Records from a collection
○ ○ ○ ○

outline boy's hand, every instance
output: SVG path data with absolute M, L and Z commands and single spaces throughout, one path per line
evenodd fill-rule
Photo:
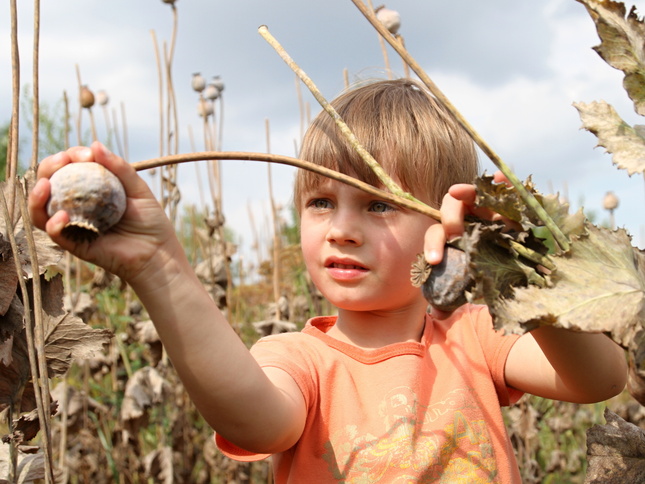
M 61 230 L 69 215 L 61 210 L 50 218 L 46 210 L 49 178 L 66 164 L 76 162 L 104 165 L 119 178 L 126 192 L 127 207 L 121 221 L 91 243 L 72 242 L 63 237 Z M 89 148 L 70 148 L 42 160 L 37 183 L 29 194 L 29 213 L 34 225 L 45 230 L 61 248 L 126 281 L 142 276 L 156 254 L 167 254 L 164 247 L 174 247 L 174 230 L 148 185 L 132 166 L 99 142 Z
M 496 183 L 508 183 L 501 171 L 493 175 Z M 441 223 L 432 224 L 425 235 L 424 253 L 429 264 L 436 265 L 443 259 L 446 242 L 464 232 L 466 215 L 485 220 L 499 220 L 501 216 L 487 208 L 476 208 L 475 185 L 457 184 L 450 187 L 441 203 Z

○ ○ ○ ○

Every line above from the line with "output: SVG path" to the line with "evenodd fill-rule", both included, must be reproduced exactly, and no other line may appear.

[Answer area]
output: SVG path data with absolute M, L and Z commands and single spaces throughout, one path per line
evenodd fill-rule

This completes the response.